--- begin ---

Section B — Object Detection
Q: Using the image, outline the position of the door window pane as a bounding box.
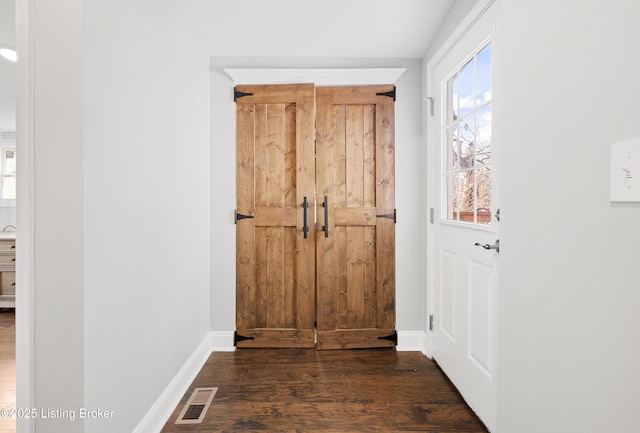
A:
[442,43,493,224]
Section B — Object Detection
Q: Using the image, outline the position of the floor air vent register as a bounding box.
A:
[176,388,218,424]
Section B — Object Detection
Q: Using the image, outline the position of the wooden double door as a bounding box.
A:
[235,84,397,349]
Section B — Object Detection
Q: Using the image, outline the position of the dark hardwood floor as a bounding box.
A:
[162,349,487,433]
[0,308,16,433]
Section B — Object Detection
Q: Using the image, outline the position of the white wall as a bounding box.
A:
[211,57,425,331]
[30,0,85,433]
[0,0,16,128]
[494,0,640,433]
[0,0,17,230]
[81,0,210,433]
[426,0,640,433]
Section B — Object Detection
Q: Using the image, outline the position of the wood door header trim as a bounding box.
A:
[224,68,407,86]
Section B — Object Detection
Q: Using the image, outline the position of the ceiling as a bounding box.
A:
[185,0,461,58]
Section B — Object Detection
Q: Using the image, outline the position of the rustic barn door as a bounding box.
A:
[235,84,316,347]
[316,86,397,349]
[235,85,397,349]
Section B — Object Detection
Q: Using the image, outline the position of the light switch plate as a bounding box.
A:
[611,139,640,203]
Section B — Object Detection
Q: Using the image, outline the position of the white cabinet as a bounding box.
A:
[0,233,16,308]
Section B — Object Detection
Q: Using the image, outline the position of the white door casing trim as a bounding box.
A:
[224,68,407,86]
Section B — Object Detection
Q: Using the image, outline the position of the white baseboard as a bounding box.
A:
[133,333,214,433]
[396,331,427,355]
[209,331,236,352]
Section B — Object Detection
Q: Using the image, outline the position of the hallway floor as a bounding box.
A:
[0,308,16,433]
[162,349,486,433]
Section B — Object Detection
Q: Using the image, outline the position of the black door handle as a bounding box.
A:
[302,196,309,239]
[474,239,500,253]
[322,195,329,238]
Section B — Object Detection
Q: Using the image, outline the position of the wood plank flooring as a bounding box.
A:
[162,349,487,433]
[0,308,16,433]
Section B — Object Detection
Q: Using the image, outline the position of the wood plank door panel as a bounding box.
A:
[316,86,397,349]
[236,84,315,347]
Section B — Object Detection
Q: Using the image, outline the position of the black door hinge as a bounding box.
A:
[376,209,398,223]
[376,86,396,102]
[233,331,256,346]
[378,331,398,346]
[233,87,253,102]
[234,210,255,223]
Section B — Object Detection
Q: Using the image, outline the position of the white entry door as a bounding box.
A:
[429,2,500,432]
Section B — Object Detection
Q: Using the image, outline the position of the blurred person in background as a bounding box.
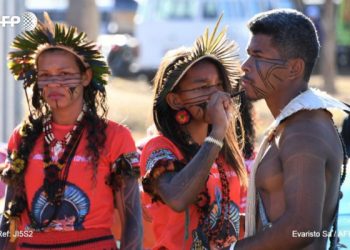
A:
[232,9,349,250]
[341,115,350,157]
[140,16,247,250]
[0,13,142,250]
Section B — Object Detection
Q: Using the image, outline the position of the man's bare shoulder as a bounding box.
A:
[278,110,341,159]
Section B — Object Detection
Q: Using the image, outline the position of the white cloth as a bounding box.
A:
[245,89,350,237]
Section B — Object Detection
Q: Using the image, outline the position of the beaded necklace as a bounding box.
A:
[197,159,230,247]
[43,109,85,206]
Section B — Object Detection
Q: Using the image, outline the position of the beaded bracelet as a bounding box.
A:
[204,136,224,148]
[230,241,237,250]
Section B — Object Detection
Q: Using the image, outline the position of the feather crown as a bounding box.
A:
[158,15,242,99]
[8,12,109,91]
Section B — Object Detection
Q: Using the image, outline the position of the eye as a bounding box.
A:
[38,73,49,77]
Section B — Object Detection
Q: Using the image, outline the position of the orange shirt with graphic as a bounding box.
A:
[8,121,139,231]
[140,135,246,250]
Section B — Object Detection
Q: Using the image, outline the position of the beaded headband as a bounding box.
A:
[8,12,109,91]
[163,15,242,94]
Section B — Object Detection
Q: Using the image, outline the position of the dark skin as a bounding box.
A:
[0,51,143,249]
[121,177,143,249]
[157,61,232,212]
[231,34,343,250]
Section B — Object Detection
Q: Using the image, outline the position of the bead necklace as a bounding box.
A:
[43,110,84,206]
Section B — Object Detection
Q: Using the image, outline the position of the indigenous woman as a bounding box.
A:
[140,16,246,250]
[1,13,142,250]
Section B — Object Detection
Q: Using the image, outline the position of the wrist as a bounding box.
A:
[209,128,226,141]
[204,136,224,148]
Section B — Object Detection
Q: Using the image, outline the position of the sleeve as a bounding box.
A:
[140,137,185,202]
[0,127,25,184]
[106,126,140,191]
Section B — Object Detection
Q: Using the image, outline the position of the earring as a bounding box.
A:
[175,108,192,125]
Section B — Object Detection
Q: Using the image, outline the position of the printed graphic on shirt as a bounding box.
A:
[191,187,239,250]
[146,149,176,171]
[31,182,90,231]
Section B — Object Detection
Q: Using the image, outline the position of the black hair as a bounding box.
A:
[153,50,246,183]
[248,9,320,81]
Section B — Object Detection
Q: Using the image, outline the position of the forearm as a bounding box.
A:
[121,177,143,250]
[157,129,220,211]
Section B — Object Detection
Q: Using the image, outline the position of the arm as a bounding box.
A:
[0,186,13,249]
[121,176,143,249]
[235,132,327,250]
[156,92,232,212]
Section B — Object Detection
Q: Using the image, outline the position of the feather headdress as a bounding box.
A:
[157,15,241,100]
[8,12,109,90]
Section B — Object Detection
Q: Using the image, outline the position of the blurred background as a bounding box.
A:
[0,0,350,142]
[0,0,350,246]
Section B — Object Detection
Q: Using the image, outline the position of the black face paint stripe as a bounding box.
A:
[255,59,286,90]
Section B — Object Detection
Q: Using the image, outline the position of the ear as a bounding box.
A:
[81,68,92,87]
[288,58,305,79]
[166,93,183,110]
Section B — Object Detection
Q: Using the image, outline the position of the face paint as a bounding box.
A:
[38,73,81,89]
[253,57,286,90]
[68,87,77,98]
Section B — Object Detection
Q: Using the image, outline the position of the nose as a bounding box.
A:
[241,57,251,73]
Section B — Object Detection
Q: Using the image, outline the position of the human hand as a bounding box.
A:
[205,91,233,140]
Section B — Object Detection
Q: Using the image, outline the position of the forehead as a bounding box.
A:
[37,50,79,70]
[247,34,279,56]
[184,60,218,78]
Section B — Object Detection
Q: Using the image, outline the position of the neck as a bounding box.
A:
[52,103,83,125]
[265,83,308,118]
[186,121,208,145]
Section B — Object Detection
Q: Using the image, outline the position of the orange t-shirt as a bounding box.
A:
[140,135,246,250]
[8,121,138,231]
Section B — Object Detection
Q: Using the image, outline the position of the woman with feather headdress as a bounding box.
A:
[140,16,246,249]
[0,14,142,250]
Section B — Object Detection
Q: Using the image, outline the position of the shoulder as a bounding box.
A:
[141,135,183,164]
[278,110,341,155]
[142,135,177,152]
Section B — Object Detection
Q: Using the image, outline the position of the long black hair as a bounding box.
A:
[153,48,247,185]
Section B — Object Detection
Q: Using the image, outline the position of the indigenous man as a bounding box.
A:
[230,9,349,250]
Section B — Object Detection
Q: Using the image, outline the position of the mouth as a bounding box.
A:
[48,93,64,100]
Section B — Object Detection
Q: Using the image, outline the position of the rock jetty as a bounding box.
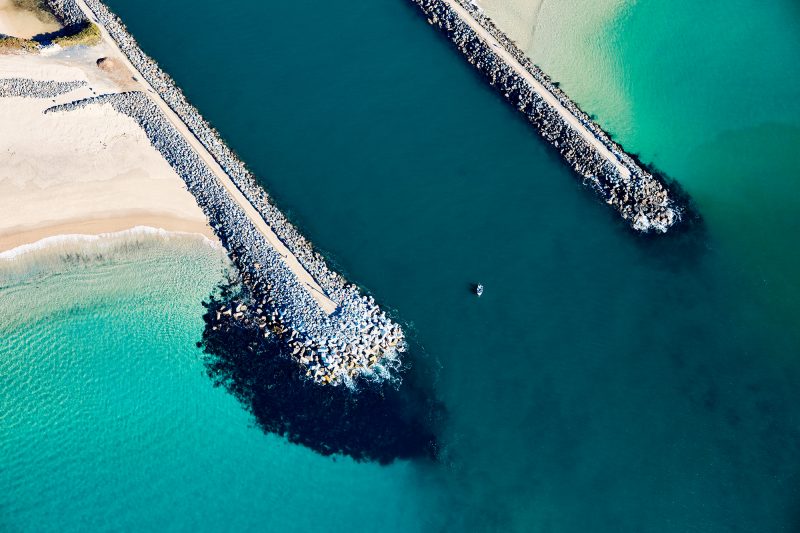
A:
[39,0,405,385]
[412,0,684,233]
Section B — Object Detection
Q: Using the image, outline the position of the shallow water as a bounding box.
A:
[0,0,800,532]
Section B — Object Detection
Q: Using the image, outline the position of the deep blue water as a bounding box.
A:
[0,0,800,532]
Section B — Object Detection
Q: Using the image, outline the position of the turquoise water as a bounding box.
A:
[0,0,800,532]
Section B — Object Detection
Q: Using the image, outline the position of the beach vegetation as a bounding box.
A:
[0,35,39,54]
[51,22,101,48]
[11,0,57,22]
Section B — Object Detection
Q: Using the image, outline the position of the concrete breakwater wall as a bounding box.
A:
[41,0,405,385]
[412,0,685,233]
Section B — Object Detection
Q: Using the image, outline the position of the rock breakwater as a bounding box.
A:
[412,0,685,233]
[42,0,405,385]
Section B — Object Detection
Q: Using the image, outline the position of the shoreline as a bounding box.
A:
[0,224,222,267]
[412,0,687,234]
[0,213,217,254]
[39,0,406,386]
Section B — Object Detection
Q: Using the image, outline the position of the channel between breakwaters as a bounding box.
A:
[412,0,686,233]
[39,0,405,385]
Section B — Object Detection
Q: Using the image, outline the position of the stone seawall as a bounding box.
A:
[42,0,405,384]
[412,0,685,233]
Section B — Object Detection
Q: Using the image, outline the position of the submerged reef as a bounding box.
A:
[199,288,444,464]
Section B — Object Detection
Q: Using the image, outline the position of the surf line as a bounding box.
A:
[46,0,405,385]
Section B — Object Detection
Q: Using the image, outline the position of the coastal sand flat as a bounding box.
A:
[0,0,338,314]
[75,0,338,314]
[0,45,213,252]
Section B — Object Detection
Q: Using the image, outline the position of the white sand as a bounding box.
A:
[0,45,213,252]
[0,0,61,39]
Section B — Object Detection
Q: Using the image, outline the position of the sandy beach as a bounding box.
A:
[0,13,214,252]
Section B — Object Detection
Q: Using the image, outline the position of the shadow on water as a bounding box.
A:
[198,289,444,464]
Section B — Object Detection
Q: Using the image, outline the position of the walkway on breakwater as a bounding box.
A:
[75,0,338,315]
[441,0,631,179]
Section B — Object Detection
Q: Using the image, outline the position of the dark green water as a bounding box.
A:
[0,0,800,532]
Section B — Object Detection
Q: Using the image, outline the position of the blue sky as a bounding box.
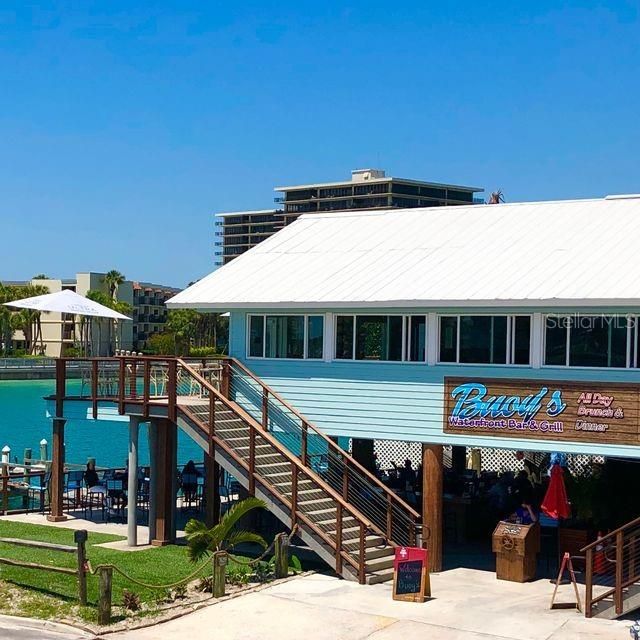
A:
[0,0,640,286]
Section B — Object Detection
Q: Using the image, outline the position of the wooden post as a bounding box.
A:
[2,463,9,516]
[47,418,67,522]
[358,522,367,584]
[342,457,349,502]
[220,360,231,398]
[204,453,220,527]
[613,531,624,615]
[422,444,442,572]
[98,567,113,624]
[300,422,309,467]
[262,389,269,431]
[142,360,151,418]
[127,416,140,547]
[212,551,229,598]
[151,419,176,546]
[148,420,158,544]
[73,529,89,606]
[91,360,98,420]
[118,356,127,415]
[247,424,256,496]
[451,445,467,475]
[24,448,33,482]
[291,462,298,529]
[167,358,178,422]
[584,547,593,618]
[274,533,289,578]
[336,502,342,576]
[56,358,67,418]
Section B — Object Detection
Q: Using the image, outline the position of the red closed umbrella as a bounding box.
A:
[540,464,571,520]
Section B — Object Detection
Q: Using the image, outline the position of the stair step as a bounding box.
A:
[314,515,358,531]
[366,569,393,584]
[327,523,360,541]
[364,546,396,560]
[344,535,386,553]
[364,556,394,573]
[300,508,336,517]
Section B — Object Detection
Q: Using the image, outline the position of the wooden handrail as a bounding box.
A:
[580,518,640,553]
[177,358,384,542]
[225,357,421,520]
[181,400,359,571]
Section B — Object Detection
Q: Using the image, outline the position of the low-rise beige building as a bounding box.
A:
[4,272,180,357]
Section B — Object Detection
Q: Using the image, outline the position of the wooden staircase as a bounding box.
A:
[581,518,640,620]
[170,359,421,584]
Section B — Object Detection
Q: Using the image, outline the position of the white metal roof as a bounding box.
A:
[169,196,640,309]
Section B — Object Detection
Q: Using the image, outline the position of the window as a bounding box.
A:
[439,315,531,365]
[544,314,638,367]
[307,316,324,359]
[336,316,355,360]
[335,315,427,362]
[405,316,427,362]
[247,315,324,359]
[355,316,402,360]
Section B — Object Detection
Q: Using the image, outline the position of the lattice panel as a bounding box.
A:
[349,440,604,476]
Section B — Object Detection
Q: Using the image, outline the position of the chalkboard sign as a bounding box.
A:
[396,560,424,595]
[393,547,431,602]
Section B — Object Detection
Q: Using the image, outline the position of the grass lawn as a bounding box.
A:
[0,520,222,621]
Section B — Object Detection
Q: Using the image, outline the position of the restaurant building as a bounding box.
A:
[169,195,640,592]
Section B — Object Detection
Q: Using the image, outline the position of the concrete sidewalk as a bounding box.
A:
[111,569,629,640]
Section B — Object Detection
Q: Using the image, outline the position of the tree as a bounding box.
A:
[166,309,229,347]
[184,497,267,562]
[104,269,125,300]
[0,284,49,355]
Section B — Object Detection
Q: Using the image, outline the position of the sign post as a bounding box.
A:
[393,547,431,602]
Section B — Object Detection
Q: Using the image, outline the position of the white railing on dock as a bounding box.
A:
[0,358,86,370]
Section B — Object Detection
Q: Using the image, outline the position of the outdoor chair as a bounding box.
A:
[83,484,107,520]
[106,478,127,521]
[181,473,198,510]
[28,471,51,515]
[218,485,231,515]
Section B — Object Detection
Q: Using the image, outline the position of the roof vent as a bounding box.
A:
[351,169,385,182]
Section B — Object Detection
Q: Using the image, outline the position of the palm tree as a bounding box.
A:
[184,497,267,562]
[104,269,125,300]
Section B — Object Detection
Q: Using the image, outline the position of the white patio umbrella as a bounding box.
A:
[3,289,131,320]
[3,289,131,354]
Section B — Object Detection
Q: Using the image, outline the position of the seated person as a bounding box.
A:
[509,493,538,524]
[84,460,100,489]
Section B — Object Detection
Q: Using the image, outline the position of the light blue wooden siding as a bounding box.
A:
[231,313,640,458]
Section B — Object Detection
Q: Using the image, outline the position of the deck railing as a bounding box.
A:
[582,518,640,618]
[224,358,429,545]
[56,356,428,582]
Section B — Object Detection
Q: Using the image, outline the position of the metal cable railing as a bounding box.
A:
[582,518,640,617]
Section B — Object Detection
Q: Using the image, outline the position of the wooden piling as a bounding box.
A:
[212,551,229,598]
[275,533,289,578]
[98,567,113,624]
[73,529,88,606]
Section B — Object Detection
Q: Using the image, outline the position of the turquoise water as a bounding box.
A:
[0,380,203,467]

--- end ---

Task to carry out → Copy the records word for word, from their first line through the line that contains "[322,195,329,238]", including both ends. Leave the pictures out.

Output for this task →
Section B — Object Detection
Q: Using the image, outline the position of the door window pane as a bounding box.
A:
[442,43,493,224]
Section B — Object Detection
Q: Using the image, outline the position of the floor air vent register as a bounding box.
A:
[176,388,218,424]
Section B — Object Detection
Q: Using the image, outline the position of the wooden double door as a bounding box.
A:
[235,84,397,349]
Section B — Object Detection
Q: Using the image, outline the position of the dark hardwood floor as a bounding box.
A:
[162,349,487,433]
[0,308,16,433]
Section B — Object Detection
Q: Using the image, outline the position of the white wall as a bounding box.
A:
[211,57,425,331]
[30,0,85,433]
[0,0,16,128]
[494,0,640,433]
[0,0,17,230]
[81,0,210,433]
[426,0,640,433]
Section B — Object Detection
Q: Using the image, outline the position of the wood door header trim as a bounding box.
A:
[224,68,407,86]
Section B — Object Detection
Q: Using the image, outline the position of the ceiling as a bounding box.
A:
[185,0,461,58]
Section B — Object Detection
Q: Using the image, outline the position of the rustic barn door as a bounding box.
A:
[235,84,316,347]
[316,86,397,349]
[235,85,397,349]
Section B — Object Detection
Q: Using the image, outline the position of the light switch plate as a bounding box.
A:
[611,139,640,203]
Section B — Object Detection
Q: Using the image, outline the position of the white cabinet as a bounding box.
A:
[0,233,16,308]
Section B — Object Detection
Q: Using the image, outline the position of the white door casing trim as a bounding box.
A:
[224,68,407,86]
Section B — Object Detection
Q: Using the image, outline the position of the white baseboard as a bounding box.
A:
[133,333,214,433]
[396,331,427,355]
[209,331,236,352]
Section B — Object Detection
Q: Using the image, outline the position of the hallway floor as a bounding box.
A:
[0,308,16,433]
[162,349,486,433]
Section B — Object Detection
Q: Using the image, outline the position of the black door handle as a bounding box.
A:
[302,196,309,239]
[474,239,500,253]
[322,195,329,238]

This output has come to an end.